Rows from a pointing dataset

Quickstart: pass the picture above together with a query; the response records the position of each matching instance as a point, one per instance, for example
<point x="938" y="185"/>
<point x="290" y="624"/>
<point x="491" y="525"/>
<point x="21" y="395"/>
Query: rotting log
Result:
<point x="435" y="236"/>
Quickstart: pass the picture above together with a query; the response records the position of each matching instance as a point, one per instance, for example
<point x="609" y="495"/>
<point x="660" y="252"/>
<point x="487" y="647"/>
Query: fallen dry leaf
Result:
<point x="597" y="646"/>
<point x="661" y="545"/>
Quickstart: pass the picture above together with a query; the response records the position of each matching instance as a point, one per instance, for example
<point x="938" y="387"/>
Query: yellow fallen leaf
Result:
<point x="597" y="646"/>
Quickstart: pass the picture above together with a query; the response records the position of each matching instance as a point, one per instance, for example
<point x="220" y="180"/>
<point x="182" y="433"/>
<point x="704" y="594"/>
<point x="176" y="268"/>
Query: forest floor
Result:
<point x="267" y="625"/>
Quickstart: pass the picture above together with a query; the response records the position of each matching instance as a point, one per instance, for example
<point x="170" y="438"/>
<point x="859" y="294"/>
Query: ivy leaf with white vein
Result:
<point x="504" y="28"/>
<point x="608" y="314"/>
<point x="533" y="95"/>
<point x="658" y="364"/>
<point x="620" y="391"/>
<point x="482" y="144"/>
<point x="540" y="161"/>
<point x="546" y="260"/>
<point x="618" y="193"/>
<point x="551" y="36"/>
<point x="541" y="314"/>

TASK BRIEF
Reproduce every line of the material above exactly as it appears, with no changes.

EXERCISE ANSWER
Quickstart: pass the picture above together with a query; the response records the position of each matching instance as a point, one per instance, for example
<point x="938" y="185"/>
<point x="290" y="624"/>
<point x="491" y="525"/>
<point x="21" y="395"/>
Query: rotting log
Result:
<point x="435" y="236"/>
Quickstart: pass the picture above together with a query; the response records the position of each matching instance as a point, one per instance, for example
<point x="609" y="495"/>
<point x="660" y="252"/>
<point x="487" y="647"/>
Query: fallen dry leaf
Result:
<point x="597" y="646"/>
<point x="661" y="545"/>
Quickstart: pass the picture above together with a query; the response records the position of each matching instance as a point, one per instance, for example
<point x="938" y="387"/>
Query: yellow fallen leaf
Result:
<point x="597" y="646"/>
Quickstart: pass the picture above together with a query; the response records the position of each matching instance as a point, one per instance, for example
<point x="220" y="180"/>
<point x="182" y="433"/>
<point x="704" y="594"/>
<point x="176" y="268"/>
Query: forest floor
Result:
<point x="267" y="625"/>
Quickstart: pass the picture above together with a query; the response records the position of each matching instance as a point, one per instance, for example
<point x="170" y="438"/>
<point x="859" y="294"/>
Query: ivy leaf with white vein
Result:
<point x="504" y="28"/>
<point x="608" y="314"/>
<point x="533" y="95"/>
<point x="658" y="364"/>
<point x="620" y="391"/>
<point x="482" y="144"/>
<point x="540" y="161"/>
<point x="546" y="260"/>
<point x="618" y="193"/>
<point x="551" y="36"/>
<point x="541" y="314"/>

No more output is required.